WHAT NEEDS TO BE DONE ▸ Present the data below as a Markdown table with the columns Row and Line, numbering each line in order and omitting any blank lines.

(Records from a dataset)
------------------------
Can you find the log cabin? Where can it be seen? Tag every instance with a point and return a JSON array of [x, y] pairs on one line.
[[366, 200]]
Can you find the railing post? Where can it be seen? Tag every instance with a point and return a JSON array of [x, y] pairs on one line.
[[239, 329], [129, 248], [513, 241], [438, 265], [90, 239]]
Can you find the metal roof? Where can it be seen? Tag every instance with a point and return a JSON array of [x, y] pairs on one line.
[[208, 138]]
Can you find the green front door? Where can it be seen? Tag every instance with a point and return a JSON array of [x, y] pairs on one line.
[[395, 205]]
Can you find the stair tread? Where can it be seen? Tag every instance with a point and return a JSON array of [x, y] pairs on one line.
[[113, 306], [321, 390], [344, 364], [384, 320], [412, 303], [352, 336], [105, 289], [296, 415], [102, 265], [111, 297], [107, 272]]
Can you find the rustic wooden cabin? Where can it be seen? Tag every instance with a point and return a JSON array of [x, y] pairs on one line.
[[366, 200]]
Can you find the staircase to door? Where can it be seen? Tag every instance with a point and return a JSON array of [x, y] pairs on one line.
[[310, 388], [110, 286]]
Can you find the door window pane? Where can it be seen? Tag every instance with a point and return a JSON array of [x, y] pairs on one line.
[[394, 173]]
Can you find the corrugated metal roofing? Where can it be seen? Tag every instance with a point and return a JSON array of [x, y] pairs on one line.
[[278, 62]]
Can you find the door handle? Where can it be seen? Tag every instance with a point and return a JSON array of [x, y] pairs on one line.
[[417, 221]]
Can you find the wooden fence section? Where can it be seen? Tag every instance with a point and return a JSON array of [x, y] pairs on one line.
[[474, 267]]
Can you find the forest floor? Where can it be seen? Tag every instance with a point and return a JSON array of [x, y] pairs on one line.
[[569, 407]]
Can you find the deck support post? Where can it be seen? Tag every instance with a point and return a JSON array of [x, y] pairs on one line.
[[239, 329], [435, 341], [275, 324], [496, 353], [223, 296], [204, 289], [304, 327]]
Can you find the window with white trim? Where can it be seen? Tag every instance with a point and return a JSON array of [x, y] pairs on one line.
------------------------
ANSWER FOR THIS EXERCISE ▸
| Row | Line |
|---|---|
| 1 | Can you find the log cabin? Where can it be seen? Tag every instance with a point and return a JSON array of [x, y] pairs on one line. |
| 2 | [[366, 200]] |
| 3 | Can you find the railing post? Where can it be seen? Tag every instance with a point and return a JSON array of [x, y] pairs on one line. |
| 4 | [[239, 329], [129, 248], [513, 241], [438, 265], [90, 239]] |
| 5 | Can you find the metal roof? Where can it be seen? Tag every instance with a point and return a JSON array of [x, y] pairs on one line. |
| 6 | [[208, 138]] |
| 7 | Can you find the green front door? Where can it be seen? Tag every instance with a point and return a JSON array of [x, y] pairs on one line. |
| 8 | [[395, 205]] |
| 9 | Can you find the stair tread? Where can it be seen? Tag every instance with a point and return a JSON array of [x, y] pairs on one line. |
| 10 | [[113, 306], [321, 390], [344, 364], [384, 320], [412, 303], [352, 336], [105, 289], [296, 415], [102, 265], [111, 297], [107, 272]] |
| 11 | Can you find the rustic wooden cabin? Where can it be seen? Tag every instance with a point and return a JSON array of [x, y] pairs on one line. |
| 12 | [[366, 200]] |
| 13 | Can you find the staircase to door? Where can it be seen? Tag every instance with a point and return a JSON array of [x, y] pairs on one line. |
| 14 | [[310, 388], [110, 286]] |
| 15 | Can you find the door window pane? Where can it be seen? Tag every instance with a point and return a JSON array of [x, y] pairs on one line. |
| 16 | [[394, 173]] |
| 17 | Can you find the corrugated metal roofing? Where can it be seen? Tag every instance with a point and return a JSON array of [x, y] pairs on one line. |
| 18 | [[278, 62]] |
| 19 | Can you find the door handle? Where can it be seen? Tag every instance with a point and return a JSON array of [x, y] pairs on one line. |
| 20 | [[417, 221]] |
| 21 | Can you find the wooden fence section? Where can it be seen? Tag every instance with a point and return a JSON array of [x, y] pairs on one line. |
| 22 | [[474, 267]] |
| 23 | Can you find the forest floor? Where can it be seen? Tag every instance with a point and return a JSON array of [x, y] pairs on one line. |
| 24 | [[569, 407]] |
| 25 | Can you find the deck support post? Where can it be seen? Tag every instance with a point and return a JSON array of [x, y] pairs on one line. |
| 26 | [[239, 329], [435, 341], [275, 324], [496, 353], [223, 296], [204, 289], [304, 327]] |
| 27 | Can you find the window with white trim? Where can it be seen? Tag every instance with a point and return a JSON array of [x, y] pairs on one line. |